START Information provided

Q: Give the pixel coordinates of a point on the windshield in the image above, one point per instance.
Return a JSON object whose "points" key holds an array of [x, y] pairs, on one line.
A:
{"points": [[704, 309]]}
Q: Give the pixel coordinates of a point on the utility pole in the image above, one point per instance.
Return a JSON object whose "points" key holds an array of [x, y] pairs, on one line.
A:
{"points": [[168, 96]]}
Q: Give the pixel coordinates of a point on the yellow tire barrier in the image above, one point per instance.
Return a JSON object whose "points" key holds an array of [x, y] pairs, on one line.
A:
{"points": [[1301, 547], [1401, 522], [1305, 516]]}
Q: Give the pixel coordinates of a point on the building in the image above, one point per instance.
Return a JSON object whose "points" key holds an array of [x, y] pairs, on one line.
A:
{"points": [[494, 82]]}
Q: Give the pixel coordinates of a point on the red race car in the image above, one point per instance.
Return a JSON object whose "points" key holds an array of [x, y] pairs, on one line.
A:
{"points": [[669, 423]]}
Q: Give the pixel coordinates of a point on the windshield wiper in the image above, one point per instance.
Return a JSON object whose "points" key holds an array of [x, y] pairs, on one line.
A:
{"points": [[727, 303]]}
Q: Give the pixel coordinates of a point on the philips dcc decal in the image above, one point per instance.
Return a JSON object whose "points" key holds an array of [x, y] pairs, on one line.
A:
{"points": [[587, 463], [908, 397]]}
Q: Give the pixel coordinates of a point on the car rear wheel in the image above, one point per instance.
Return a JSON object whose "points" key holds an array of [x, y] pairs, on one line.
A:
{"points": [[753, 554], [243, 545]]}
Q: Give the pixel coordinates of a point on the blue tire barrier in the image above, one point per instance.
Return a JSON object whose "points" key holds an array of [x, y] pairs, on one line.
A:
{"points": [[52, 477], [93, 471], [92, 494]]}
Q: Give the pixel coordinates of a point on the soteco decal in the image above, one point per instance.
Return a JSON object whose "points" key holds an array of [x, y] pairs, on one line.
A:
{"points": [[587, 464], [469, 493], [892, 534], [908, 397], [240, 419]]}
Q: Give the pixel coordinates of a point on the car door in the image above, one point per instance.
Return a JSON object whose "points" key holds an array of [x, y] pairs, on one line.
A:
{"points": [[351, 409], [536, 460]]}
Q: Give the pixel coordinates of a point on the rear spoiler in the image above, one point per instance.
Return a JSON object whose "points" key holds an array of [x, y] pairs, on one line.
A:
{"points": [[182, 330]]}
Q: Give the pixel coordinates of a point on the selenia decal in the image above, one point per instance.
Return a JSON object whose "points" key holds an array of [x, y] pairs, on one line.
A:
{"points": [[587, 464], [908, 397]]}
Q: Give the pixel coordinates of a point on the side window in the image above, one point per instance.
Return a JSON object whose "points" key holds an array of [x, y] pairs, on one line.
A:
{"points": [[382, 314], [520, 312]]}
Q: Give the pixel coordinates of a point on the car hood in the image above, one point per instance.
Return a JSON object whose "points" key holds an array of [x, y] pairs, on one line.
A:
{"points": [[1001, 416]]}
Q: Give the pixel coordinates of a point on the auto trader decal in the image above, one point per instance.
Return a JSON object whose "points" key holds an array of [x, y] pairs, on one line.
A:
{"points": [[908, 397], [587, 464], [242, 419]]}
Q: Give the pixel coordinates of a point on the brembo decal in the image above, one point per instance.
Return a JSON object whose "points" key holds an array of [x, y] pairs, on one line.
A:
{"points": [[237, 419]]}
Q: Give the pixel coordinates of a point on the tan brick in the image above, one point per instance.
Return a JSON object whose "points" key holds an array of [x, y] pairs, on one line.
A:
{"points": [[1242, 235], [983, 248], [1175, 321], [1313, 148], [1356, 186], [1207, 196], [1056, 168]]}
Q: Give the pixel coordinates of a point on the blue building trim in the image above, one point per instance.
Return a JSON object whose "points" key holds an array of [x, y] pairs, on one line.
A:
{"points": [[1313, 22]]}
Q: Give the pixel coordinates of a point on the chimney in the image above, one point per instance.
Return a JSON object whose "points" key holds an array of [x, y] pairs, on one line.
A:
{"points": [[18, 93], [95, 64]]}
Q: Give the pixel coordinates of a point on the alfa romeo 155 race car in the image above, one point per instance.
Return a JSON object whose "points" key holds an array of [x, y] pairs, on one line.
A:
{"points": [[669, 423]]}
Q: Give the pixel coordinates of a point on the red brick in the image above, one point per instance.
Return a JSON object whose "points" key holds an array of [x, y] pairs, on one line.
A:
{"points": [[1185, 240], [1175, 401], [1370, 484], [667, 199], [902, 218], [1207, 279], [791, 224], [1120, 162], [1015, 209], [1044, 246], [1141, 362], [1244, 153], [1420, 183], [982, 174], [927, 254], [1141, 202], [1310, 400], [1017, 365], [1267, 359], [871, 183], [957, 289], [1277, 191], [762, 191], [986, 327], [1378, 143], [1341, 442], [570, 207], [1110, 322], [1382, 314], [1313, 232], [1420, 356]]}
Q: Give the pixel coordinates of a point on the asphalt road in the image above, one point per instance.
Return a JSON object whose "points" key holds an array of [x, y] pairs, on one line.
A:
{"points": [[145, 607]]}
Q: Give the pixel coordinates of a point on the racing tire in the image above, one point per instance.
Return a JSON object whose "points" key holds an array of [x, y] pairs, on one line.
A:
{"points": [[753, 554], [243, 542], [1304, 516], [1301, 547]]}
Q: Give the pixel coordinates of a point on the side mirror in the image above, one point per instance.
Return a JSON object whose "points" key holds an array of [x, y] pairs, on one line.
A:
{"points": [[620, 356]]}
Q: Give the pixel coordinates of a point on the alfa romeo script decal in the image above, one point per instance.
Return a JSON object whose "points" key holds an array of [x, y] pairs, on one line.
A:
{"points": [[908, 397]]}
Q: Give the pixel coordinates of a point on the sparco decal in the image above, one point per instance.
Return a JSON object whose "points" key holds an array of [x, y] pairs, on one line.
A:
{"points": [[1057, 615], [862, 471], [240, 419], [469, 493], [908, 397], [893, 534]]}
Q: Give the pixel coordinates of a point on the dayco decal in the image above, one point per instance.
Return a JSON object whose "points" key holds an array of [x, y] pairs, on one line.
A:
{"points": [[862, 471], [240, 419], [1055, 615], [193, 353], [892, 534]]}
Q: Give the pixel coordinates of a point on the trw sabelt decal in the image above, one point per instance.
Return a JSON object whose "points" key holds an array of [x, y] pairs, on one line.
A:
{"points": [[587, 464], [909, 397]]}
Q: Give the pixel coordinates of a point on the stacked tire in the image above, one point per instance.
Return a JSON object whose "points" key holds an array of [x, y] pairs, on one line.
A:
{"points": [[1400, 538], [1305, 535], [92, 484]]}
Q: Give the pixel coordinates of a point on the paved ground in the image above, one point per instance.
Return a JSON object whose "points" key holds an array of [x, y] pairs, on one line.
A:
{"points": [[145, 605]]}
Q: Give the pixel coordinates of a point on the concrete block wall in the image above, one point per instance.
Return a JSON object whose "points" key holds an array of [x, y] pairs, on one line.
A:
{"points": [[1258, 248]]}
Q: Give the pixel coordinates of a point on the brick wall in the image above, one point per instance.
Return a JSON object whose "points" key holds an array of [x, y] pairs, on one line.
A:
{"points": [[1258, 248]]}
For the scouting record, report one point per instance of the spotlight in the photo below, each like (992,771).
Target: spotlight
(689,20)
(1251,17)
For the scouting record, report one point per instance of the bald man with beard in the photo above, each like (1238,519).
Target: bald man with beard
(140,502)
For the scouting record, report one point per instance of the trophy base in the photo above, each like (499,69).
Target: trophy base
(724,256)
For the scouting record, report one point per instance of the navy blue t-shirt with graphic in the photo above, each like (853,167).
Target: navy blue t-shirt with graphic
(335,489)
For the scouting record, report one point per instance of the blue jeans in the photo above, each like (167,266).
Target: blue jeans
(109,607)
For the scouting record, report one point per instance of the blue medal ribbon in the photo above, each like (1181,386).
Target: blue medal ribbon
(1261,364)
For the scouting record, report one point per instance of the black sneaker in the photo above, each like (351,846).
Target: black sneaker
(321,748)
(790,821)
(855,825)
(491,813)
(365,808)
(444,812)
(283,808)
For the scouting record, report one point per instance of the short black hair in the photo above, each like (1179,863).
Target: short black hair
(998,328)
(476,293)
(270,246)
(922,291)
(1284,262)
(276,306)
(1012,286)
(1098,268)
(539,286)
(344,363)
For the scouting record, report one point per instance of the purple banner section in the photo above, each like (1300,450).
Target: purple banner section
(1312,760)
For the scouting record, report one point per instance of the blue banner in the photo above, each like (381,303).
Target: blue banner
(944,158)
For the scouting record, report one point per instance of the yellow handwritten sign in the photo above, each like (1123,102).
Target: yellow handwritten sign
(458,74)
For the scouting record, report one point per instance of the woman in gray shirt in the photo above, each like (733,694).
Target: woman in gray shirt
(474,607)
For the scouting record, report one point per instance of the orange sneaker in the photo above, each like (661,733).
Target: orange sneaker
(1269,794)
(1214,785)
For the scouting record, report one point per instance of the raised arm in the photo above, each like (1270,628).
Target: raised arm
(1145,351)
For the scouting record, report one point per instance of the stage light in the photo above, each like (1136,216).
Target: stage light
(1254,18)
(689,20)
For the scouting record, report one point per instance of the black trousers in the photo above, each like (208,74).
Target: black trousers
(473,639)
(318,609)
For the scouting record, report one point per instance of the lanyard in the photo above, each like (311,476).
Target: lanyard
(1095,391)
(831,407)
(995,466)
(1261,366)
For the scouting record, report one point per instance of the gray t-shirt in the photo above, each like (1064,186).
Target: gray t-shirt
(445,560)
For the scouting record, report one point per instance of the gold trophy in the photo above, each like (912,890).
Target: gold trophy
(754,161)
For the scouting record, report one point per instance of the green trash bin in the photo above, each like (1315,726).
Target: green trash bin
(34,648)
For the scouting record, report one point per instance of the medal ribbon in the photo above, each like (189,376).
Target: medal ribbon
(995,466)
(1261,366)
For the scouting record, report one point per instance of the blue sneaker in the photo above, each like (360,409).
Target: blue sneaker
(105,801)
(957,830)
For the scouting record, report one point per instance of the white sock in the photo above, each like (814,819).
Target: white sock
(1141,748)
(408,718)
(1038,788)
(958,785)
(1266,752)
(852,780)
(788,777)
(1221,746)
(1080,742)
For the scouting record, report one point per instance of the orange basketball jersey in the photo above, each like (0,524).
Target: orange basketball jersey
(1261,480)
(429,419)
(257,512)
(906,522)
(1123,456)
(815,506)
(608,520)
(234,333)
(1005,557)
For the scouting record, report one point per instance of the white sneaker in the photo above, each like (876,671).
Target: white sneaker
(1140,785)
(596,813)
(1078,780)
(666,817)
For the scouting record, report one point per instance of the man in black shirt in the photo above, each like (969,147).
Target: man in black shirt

END Information provided

What to produce: All that is wanted is a faithful reproduction of the line above with "Q: Give the pixel coordinates of a point on the racing", the line with "Q: Give the pixel coordinates of a point on the paved", and every line in between.

The answer:
Q: Give the pixel coordinates of a point on the racing tire in the image above, one point per instance.
Return a JSON object whose "points" key holds an array of [x, y] pairs, on one line.
A:
{"points": [[753, 554], [243, 542], [1304, 516], [1301, 547]]}
Q: Give the pixel coordinates of a point on the side mirror in the image above, one point per instance.
Return a JSON object whose "points" key holds an array of [x, y] pairs, on one line.
A:
{"points": [[620, 356]]}
Q: Give the pixel coordinates of a point on the alfa romeo script decal in the image above, one point per instance.
Return a JSON object whose "points" key holds an array of [x, y] pairs, on one line.
A:
{"points": [[908, 397]]}
Q: Give the pixel coordinates of a point on the sparco decal in the image above, one point per instance.
Return a JSON object whose "points" key holds an array of [x, y] pairs, on one line.
A:
{"points": [[1057, 615], [862, 471], [240, 419], [469, 493], [908, 397], [893, 534]]}
Q: Give the pixel coordinates of a point on the dayco decal in the image above, one point per instance.
Return a JSON object whose "points" key holds an array of [x, y] pairs, on one line.
A:
{"points": [[862, 471], [240, 419], [1055, 615], [193, 353], [892, 534]]}
Q: Give the pixel coordinates of a point on the trw sabelt decal in the image above, one point per instance.
Return a JSON object whose "points" key holds an array of [x, y] pairs, on one line.
A:
{"points": [[587, 464], [909, 397]]}
Q: Give the pixel coordinates of a point on the stacked tire in the image above, one point per instance.
Return a JSON object whose "points" key holds an array of [x, y] pairs, on one line.
A:
{"points": [[1400, 538], [1305, 535], [92, 484]]}
Q: Give the pixel coordinates of a point on the paved ground in the image above, one point per instance.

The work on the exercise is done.